## Exercise brief
Select every line in the rows below that contains the word "boxes", and copy each such line unchanged.
※ ※ ※
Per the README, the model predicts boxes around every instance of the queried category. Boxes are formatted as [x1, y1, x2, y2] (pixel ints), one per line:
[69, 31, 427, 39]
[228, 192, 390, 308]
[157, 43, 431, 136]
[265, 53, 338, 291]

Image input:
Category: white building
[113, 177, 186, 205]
※ ※ ※
## Output
Per the README, the model predicts boxes around every instance of the queried category. Boxes are formatted as [x1, y1, x2, y2] (pixel ints), one per line:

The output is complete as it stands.